**Written problem**. Pull together every line from the items below that has the word "sign" in it, copying each line in full. Capital and small letters must match.

**Recorded data**.
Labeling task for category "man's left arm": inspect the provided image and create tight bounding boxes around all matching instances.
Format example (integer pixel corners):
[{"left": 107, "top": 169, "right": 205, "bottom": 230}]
* * *
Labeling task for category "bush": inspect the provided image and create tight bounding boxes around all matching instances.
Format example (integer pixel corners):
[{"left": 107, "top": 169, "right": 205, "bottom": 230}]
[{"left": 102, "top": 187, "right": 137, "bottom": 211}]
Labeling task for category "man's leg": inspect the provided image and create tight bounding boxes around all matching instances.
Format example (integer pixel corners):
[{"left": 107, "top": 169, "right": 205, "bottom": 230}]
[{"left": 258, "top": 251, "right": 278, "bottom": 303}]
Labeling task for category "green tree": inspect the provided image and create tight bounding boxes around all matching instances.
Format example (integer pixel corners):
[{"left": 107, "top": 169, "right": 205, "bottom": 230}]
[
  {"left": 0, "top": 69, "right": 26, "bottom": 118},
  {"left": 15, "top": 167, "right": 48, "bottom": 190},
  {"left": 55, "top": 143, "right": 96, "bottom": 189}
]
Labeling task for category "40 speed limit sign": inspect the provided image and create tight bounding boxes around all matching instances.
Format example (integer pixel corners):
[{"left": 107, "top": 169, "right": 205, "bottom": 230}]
--
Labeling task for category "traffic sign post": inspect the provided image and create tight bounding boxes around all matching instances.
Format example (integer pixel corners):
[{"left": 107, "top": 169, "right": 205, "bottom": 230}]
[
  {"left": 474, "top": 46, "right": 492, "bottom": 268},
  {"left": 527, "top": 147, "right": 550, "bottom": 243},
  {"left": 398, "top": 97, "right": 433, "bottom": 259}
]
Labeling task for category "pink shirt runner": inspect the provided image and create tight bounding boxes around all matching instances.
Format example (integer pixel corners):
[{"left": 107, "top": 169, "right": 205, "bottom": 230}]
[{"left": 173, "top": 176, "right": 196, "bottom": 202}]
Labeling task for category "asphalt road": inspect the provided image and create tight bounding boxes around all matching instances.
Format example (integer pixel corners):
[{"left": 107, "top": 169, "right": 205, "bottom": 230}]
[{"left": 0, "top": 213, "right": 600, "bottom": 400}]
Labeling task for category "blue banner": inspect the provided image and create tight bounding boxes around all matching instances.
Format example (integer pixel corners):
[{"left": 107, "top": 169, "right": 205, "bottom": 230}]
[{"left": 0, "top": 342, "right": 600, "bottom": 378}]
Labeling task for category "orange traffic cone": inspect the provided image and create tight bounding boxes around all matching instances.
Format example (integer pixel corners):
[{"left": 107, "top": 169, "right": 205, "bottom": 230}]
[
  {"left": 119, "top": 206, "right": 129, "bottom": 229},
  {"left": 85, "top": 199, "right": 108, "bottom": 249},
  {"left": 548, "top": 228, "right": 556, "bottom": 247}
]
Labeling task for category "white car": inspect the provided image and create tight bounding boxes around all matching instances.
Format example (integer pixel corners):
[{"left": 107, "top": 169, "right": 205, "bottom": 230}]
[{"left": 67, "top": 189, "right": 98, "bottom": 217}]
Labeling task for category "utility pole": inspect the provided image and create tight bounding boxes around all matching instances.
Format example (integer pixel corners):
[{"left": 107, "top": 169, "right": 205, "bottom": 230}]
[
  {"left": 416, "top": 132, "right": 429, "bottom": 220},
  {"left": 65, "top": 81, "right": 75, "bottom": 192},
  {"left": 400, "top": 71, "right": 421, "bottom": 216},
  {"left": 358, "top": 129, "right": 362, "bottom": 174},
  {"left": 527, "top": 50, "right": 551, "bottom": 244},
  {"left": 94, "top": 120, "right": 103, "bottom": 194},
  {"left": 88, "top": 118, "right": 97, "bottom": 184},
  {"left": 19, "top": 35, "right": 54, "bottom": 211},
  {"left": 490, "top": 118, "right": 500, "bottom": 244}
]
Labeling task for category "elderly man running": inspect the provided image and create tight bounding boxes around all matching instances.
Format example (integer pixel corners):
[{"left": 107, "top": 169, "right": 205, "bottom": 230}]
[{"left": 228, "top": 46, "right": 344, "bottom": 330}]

**Written response**.
Labeling task for category "40 speed limit sign": inspect the provided image and create tight bounding boxes around all matching instances.
Labeling task for category "traffic sign post": inspect the provided image and create tight bounding boxes around all matching instances.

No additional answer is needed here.